▶ **Required work**: Pick out every line in the listing below that contains the string "chain" and copy each one.

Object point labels
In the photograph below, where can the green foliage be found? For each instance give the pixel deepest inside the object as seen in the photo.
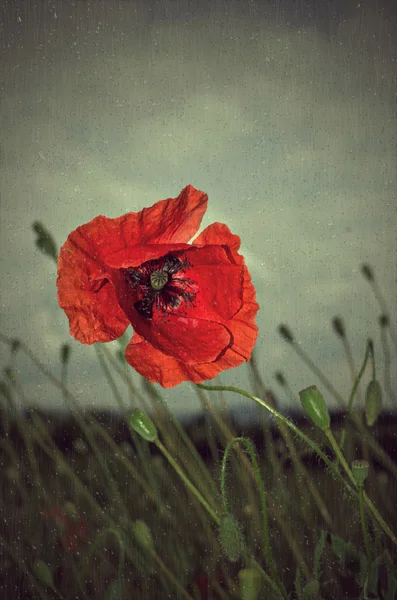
(231, 537)
(44, 241)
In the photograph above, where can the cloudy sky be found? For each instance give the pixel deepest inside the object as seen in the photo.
(283, 112)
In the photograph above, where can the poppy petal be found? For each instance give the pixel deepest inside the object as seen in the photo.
(219, 233)
(186, 339)
(84, 291)
(87, 297)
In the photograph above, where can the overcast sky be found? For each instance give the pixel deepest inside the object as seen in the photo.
(282, 112)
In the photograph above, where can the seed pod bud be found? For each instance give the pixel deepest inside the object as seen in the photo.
(384, 321)
(250, 584)
(65, 353)
(143, 535)
(230, 537)
(280, 378)
(360, 471)
(373, 402)
(314, 404)
(15, 345)
(366, 270)
(286, 333)
(339, 327)
(44, 241)
(144, 426)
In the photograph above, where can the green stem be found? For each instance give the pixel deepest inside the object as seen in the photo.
(289, 423)
(350, 475)
(354, 389)
(268, 553)
(187, 481)
(351, 490)
(364, 528)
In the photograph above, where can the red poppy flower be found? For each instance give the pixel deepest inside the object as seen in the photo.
(192, 306)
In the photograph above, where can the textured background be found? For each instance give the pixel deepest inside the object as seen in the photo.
(284, 113)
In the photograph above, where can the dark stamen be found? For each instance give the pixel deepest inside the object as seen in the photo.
(159, 285)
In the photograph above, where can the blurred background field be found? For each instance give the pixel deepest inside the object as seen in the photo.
(284, 113)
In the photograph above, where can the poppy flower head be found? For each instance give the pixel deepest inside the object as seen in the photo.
(192, 305)
(160, 285)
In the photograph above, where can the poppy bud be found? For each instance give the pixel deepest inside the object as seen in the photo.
(143, 535)
(44, 241)
(314, 404)
(15, 344)
(360, 471)
(65, 354)
(366, 270)
(286, 333)
(250, 584)
(144, 426)
(339, 327)
(43, 573)
(280, 378)
(373, 402)
(230, 537)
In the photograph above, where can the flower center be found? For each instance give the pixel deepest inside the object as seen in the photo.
(160, 285)
(158, 279)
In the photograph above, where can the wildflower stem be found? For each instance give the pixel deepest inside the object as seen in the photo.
(269, 556)
(350, 489)
(187, 481)
(364, 527)
(354, 389)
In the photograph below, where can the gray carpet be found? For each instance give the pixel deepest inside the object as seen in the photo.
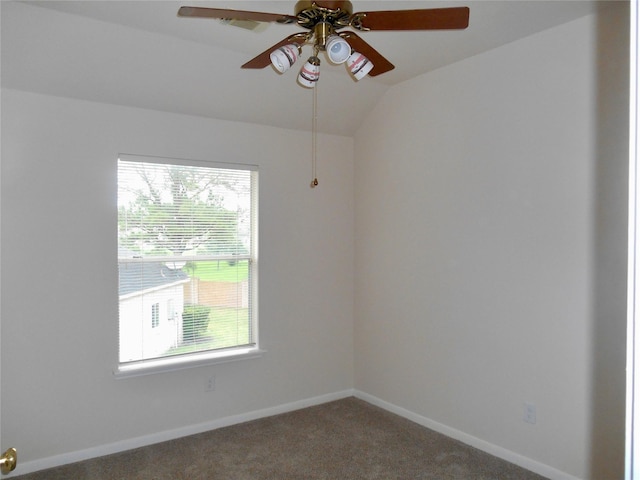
(342, 440)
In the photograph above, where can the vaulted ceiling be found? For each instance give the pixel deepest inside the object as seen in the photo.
(141, 54)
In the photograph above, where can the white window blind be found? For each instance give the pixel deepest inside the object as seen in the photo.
(187, 258)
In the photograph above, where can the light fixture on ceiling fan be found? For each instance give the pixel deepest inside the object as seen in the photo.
(324, 20)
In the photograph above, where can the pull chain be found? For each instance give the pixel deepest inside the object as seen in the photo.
(314, 137)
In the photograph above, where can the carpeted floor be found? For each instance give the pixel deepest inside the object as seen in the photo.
(343, 440)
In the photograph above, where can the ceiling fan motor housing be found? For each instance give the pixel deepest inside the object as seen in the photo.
(336, 13)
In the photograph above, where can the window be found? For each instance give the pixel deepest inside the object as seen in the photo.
(187, 243)
(155, 315)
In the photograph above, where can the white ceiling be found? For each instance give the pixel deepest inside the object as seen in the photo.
(139, 53)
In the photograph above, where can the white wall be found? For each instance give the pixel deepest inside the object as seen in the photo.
(478, 233)
(59, 275)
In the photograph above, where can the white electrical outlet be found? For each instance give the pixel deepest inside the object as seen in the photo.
(210, 385)
(529, 413)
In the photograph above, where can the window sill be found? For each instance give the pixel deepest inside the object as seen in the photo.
(172, 364)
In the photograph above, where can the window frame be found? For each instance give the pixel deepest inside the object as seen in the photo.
(205, 357)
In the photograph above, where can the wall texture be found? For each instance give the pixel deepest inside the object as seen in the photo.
(478, 233)
(59, 275)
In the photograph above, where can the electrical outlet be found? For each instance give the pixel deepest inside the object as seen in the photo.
(210, 385)
(529, 413)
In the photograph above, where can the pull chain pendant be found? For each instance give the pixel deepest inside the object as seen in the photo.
(314, 138)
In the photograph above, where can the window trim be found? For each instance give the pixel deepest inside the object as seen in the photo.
(182, 362)
(208, 357)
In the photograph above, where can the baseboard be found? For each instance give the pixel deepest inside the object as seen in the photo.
(146, 440)
(496, 451)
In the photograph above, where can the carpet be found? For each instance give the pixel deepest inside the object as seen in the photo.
(348, 439)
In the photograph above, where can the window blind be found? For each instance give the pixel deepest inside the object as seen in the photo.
(186, 257)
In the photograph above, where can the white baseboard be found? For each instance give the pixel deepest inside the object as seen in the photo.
(496, 451)
(146, 440)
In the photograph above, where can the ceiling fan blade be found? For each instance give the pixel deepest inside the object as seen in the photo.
(201, 12)
(264, 60)
(380, 64)
(430, 19)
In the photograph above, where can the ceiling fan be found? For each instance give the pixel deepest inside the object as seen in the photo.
(325, 21)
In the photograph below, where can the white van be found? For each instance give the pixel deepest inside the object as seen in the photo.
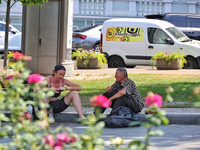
(128, 42)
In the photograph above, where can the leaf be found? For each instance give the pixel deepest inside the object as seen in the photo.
(146, 124)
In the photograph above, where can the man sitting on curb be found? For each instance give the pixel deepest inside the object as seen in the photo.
(123, 93)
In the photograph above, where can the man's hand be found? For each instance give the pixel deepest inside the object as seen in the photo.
(108, 88)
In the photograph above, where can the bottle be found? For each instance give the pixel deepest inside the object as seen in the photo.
(30, 110)
(51, 113)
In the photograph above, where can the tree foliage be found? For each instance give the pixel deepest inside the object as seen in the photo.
(9, 6)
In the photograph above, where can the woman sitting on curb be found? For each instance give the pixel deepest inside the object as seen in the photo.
(57, 81)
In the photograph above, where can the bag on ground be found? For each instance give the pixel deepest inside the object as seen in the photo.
(121, 117)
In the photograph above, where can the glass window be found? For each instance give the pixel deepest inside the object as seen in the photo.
(157, 36)
(82, 29)
(195, 22)
(178, 35)
(179, 21)
(2, 27)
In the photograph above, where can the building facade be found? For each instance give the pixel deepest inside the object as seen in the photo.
(97, 11)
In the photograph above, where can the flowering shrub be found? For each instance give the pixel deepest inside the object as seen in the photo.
(87, 55)
(170, 57)
(34, 78)
(38, 135)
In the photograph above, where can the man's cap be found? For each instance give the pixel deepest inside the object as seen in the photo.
(59, 67)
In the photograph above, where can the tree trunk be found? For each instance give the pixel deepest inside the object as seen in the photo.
(6, 33)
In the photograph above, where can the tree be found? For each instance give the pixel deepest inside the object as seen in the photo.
(9, 6)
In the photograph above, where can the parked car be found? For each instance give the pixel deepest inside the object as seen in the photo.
(187, 23)
(14, 41)
(128, 42)
(87, 37)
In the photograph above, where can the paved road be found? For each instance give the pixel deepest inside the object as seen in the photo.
(176, 137)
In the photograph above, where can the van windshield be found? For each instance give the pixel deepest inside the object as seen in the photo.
(178, 35)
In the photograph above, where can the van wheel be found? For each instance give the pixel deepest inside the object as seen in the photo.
(115, 62)
(97, 48)
(191, 63)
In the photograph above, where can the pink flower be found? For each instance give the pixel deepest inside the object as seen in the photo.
(154, 100)
(8, 78)
(18, 55)
(27, 115)
(43, 124)
(49, 140)
(3, 70)
(72, 139)
(63, 137)
(58, 145)
(100, 100)
(34, 78)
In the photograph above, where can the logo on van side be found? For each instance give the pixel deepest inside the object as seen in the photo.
(124, 34)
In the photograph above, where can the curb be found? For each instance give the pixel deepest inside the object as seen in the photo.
(174, 118)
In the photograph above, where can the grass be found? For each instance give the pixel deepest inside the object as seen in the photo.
(183, 86)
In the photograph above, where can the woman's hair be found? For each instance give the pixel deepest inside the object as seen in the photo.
(123, 71)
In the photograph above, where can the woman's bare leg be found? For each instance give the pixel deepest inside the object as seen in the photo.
(73, 96)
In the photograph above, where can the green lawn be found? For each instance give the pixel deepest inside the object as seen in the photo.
(183, 86)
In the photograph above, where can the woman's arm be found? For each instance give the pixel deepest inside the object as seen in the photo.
(72, 86)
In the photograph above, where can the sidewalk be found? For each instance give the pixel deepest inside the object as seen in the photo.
(175, 115)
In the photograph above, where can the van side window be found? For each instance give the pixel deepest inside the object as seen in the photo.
(157, 36)
(195, 22)
(179, 21)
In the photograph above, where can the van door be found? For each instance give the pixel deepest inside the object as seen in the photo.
(157, 43)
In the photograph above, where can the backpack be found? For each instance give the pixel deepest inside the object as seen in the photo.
(121, 117)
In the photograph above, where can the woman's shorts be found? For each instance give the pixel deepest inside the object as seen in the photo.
(58, 105)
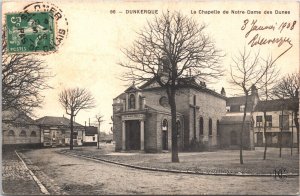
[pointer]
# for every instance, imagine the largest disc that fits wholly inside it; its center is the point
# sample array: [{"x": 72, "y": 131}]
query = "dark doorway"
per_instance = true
[
  {"x": 165, "y": 134},
  {"x": 260, "y": 139},
  {"x": 133, "y": 135},
  {"x": 165, "y": 140},
  {"x": 233, "y": 138}
]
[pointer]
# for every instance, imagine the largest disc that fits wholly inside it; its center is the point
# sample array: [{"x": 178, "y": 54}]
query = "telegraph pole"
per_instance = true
[{"x": 99, "y": 119}]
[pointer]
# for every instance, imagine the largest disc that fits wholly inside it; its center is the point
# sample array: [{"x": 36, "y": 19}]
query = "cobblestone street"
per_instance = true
[
  {"x": 15, "y": 176},
  {"x": 80, "y": 176}
]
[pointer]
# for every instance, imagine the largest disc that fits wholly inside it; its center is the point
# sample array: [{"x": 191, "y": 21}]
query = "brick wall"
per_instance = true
[
  {"x": 20, "y": 134},
  {"x": 210, "y": 107}
]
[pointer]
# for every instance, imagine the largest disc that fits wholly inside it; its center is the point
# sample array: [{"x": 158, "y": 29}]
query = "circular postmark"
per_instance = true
[
  {"x": 60, "y": 20},
  {"x": 280, "y": 173}
]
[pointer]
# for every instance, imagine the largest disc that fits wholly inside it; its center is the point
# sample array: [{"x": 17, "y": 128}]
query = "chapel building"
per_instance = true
[{"x": 142, "y": 117}]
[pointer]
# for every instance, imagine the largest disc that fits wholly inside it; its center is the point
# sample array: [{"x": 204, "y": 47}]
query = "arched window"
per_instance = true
[
  {"x": 218, "y": 128},
  {"x": 131, "y": 101},
  {"x": 178, "y": 127},
  {"x": 210, "y": 126},
  {"x": 23, "y": 133},
  {"x": 33, "y": 134},
  {"x": 11, "y": 133},
  {"x": 163, "y": 101},
  {"x": 233, "y": 138},
  {"x": 165, "y": 125},
  {"x": 201, "y": 126}
]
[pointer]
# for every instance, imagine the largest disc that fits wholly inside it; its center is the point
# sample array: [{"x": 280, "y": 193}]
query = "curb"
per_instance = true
[
  {"x": 41, "y": 186},
  {"x": 172, "y": 171}
]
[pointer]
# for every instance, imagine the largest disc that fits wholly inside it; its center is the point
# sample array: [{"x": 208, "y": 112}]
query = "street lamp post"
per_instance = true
[
  {"x": 281, "y": 126},
  {"x": 99, "y": 119}
]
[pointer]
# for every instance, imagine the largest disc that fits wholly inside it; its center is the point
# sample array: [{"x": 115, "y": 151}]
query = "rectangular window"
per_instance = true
[
  {"x": 227, "y": 108},
  {"x": 242, "y": 108},
  {"x": 259, "y": 121},
  {"x": 284, "y": 122},
  {"x": 269, "y": 120}
]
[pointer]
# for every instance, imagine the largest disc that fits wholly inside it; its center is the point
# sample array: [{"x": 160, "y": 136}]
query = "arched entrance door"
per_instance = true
[
  {"x": 165, "y": 134},
  {"x": 133, "y": 135},
  {"x": 233, "y": 138}
]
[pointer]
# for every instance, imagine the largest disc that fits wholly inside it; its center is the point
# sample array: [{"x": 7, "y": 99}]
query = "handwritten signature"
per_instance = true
[{"x": 258, "y": 39}]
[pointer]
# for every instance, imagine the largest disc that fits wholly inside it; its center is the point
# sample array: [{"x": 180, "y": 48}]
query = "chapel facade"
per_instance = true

▶ **Completed task**:
In the photograph above, where can the pull chain be found? For each instance give the pixel deepest inside the object as seen in the photo.
In the photograph above, where can the pull chain pendant be found? For each instance give the pixel deepest inside the object as seen in the photo.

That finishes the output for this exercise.